GIVEN EXERCISE. From the FINRA enforcement text, extract the passage starting with "The firm used" and going on through "of each replacement.", copying it word for word.

SELECTED EXCERPT.

------------

Some of the largest fines and enforcement actions during the second quarter resulted from violations relating to variable annuity sales, suitability, research, and anti-money laundering (“AML”). Key fines levied by FINRA during the second quarter follow.
FINRA fined a firm $20 million and ordered it to pay $5 million to customers in restitution for allegedly making negligent material misrepresentations and omissions on variable annuity replacement applications. For a period of nearly six years, registered representatives allegedly misrepresented and omitted at least one material fact relating to costs and the guarantees of customers’ existing annuity contracts in over 20,000 replacement applications. The paperwork associated with a replacement application included a section called the Annuity Replacement and Transfer Disclosure (“ARTD”) form. State insurance laws also required the firm to include a side-by-side comparison between the customer’s existing contract and the proposed contract. According to FINRA, a sample of the transactions revealed the following violations:
FINRA also noted that the firm failed to supervise its annuity replacement business in several ways. According to FINRA, registered representatives of the firm had not received training or guidance on how to complete ARTD forms properly. As a result of the lack of training, registered representatives failed to gather the required amount of information necessary to form a suitable recommendation for the replacement transactions.
The firm used an automated system to flag suitability issues for each of its replacement applications. During the period, the system was not programmed to flag issues that related to the side-by-side comparison of annuity features. In addition, supervisory principals of the firm did not consider this information when determining the suitability of each replacement.
According to FINRA, the firm’s illustrations calculated incorrect results relating to customer death benefits on existing contracts by failing to factor in a stepped-up death benefit offered by customers’ existing contracts. A stepped-up death benefit occurs when a customer’s account value performs well and reaches a gain, which the insurance company should periodically lock in. The firm had not tested its calculators to ensure that they included the stepped-up death benefit amounts. As a result, customers believed the replacement death benefits represented an improvement over their existing contracts.

------------

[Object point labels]
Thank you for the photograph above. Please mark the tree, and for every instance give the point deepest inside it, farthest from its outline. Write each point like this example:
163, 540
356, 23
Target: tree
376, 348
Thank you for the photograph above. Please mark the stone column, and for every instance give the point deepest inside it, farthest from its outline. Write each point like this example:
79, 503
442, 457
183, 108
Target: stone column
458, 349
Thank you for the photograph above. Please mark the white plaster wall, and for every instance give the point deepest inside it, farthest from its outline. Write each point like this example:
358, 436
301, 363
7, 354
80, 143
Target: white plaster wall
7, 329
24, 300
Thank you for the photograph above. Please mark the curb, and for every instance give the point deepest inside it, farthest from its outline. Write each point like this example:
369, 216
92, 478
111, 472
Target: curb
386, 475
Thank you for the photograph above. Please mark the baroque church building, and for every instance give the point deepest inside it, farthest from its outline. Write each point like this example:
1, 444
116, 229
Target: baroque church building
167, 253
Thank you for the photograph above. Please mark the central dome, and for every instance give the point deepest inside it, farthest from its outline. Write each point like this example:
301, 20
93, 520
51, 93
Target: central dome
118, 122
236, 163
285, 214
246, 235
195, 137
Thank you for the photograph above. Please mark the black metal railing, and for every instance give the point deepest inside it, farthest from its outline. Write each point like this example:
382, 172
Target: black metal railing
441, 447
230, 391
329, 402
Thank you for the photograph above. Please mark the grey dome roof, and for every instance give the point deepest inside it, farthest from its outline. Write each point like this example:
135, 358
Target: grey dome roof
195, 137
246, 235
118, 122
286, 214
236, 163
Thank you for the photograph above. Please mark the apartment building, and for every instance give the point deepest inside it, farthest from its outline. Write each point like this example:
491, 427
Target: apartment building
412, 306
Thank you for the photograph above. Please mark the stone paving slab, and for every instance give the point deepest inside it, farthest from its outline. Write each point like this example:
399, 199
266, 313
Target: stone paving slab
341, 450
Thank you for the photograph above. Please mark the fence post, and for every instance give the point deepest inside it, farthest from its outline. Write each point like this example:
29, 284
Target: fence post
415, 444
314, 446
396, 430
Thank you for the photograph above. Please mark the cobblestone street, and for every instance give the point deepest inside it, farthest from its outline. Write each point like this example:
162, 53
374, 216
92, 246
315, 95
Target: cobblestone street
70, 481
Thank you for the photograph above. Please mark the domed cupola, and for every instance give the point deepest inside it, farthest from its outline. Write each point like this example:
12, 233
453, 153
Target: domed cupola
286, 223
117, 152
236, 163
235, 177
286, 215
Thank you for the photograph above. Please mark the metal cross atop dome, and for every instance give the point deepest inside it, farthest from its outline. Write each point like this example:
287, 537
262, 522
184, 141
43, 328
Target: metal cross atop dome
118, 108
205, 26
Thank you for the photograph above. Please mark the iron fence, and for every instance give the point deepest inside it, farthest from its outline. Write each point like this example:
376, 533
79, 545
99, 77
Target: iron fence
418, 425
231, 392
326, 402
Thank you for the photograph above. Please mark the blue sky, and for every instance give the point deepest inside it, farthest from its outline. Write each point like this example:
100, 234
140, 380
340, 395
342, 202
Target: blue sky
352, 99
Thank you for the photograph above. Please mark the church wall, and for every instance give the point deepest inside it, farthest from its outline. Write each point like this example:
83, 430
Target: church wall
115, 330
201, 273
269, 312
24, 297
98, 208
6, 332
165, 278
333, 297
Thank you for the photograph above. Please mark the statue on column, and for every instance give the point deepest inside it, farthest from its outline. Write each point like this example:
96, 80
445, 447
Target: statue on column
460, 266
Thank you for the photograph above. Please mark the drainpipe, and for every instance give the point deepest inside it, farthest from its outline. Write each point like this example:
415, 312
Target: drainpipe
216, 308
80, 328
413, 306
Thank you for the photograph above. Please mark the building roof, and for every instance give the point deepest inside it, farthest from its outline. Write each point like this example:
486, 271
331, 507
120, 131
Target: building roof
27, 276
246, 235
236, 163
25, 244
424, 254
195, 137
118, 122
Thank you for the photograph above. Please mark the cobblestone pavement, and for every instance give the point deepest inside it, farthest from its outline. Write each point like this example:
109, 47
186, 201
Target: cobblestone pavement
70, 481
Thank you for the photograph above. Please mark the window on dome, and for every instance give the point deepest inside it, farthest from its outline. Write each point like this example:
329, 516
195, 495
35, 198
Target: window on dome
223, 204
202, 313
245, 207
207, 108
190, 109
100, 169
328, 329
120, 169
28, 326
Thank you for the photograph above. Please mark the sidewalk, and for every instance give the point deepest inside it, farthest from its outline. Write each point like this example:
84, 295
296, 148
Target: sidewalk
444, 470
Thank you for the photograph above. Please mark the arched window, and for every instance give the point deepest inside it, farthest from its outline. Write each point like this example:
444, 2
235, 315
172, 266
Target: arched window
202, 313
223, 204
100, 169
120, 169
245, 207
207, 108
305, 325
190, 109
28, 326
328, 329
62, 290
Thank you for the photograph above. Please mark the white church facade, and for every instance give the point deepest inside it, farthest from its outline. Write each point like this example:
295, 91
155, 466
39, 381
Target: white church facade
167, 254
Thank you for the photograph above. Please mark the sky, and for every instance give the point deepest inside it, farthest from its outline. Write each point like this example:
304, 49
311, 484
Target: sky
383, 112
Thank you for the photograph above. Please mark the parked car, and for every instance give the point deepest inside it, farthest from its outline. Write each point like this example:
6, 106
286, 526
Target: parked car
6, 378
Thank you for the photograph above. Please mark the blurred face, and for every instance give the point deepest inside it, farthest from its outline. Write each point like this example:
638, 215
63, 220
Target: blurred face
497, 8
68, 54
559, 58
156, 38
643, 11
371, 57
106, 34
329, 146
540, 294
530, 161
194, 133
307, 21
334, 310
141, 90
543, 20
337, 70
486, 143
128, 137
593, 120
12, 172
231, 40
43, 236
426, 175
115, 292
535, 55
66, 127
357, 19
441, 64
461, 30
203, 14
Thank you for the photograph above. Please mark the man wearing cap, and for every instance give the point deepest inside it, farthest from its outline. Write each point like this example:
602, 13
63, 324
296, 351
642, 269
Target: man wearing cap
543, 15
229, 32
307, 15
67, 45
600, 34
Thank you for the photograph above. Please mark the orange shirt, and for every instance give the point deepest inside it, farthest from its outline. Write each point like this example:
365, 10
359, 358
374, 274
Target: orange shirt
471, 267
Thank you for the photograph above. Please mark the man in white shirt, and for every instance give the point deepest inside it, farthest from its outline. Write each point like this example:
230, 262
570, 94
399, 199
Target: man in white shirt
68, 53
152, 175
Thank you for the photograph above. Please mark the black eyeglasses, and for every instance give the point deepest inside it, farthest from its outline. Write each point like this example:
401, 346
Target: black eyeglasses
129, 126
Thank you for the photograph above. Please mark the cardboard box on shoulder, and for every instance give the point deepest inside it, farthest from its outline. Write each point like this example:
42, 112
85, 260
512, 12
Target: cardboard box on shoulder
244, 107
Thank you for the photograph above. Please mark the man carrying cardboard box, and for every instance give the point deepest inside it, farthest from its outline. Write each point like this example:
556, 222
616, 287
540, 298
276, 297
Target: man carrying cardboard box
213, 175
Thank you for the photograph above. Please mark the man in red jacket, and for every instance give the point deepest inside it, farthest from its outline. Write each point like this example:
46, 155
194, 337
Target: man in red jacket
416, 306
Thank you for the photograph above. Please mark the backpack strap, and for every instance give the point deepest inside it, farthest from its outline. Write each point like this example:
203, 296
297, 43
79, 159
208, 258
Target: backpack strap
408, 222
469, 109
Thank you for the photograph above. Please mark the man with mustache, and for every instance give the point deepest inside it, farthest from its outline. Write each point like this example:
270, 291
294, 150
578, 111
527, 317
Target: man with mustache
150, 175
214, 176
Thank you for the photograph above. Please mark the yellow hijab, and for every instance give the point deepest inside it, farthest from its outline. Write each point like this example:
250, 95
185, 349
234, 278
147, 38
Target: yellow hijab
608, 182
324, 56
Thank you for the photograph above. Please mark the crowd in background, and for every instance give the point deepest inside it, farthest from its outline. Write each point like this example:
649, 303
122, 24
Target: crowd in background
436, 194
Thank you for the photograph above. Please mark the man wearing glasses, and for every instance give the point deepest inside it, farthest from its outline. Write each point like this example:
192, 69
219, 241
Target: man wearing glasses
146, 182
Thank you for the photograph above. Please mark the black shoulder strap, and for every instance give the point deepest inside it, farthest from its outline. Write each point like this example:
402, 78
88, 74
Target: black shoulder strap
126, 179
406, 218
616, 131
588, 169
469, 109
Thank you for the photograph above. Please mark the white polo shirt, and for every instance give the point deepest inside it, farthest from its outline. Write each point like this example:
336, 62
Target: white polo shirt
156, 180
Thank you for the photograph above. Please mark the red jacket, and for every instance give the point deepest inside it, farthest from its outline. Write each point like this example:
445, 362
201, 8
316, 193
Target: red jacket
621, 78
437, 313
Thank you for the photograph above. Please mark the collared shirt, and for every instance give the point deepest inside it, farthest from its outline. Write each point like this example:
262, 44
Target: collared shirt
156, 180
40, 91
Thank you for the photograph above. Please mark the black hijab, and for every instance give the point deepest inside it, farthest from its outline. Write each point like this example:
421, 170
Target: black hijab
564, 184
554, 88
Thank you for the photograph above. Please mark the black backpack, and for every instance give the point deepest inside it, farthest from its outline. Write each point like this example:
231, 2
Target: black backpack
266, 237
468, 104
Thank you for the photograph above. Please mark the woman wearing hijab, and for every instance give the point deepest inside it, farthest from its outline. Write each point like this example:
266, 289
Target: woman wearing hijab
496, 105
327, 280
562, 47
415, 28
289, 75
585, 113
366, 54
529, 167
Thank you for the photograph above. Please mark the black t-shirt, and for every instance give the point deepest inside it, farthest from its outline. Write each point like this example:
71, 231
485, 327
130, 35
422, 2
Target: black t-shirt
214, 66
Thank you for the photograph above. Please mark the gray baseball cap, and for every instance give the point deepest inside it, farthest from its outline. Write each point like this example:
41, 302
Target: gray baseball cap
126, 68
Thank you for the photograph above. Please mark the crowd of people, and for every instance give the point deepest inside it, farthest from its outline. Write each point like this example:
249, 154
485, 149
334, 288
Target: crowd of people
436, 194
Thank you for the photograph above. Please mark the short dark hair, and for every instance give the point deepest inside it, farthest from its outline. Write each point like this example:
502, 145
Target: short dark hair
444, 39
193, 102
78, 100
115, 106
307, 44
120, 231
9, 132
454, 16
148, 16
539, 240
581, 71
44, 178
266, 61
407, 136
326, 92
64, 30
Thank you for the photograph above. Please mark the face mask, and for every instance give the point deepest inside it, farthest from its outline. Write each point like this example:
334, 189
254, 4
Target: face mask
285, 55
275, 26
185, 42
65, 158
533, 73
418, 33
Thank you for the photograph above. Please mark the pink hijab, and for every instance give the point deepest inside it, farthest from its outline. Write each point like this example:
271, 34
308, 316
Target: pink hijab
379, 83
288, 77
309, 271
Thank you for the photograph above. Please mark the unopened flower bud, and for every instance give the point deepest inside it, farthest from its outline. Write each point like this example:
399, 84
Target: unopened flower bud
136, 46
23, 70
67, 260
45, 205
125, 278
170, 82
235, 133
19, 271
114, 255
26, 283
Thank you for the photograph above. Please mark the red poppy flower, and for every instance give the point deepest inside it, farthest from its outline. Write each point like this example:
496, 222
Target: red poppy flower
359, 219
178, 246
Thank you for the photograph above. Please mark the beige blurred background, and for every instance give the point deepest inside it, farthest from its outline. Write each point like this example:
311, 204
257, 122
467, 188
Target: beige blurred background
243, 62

------------

REPLY TO THE EXERCISE.
The firm used an automated system to flag suitability issues for each of its replacement applications. During the period, the system was not programmed to flag issues that related to the side-by-side comparison of annuity features. In addition, supervisory principals of the firm did not consider this information when determining the suitability of each replacement.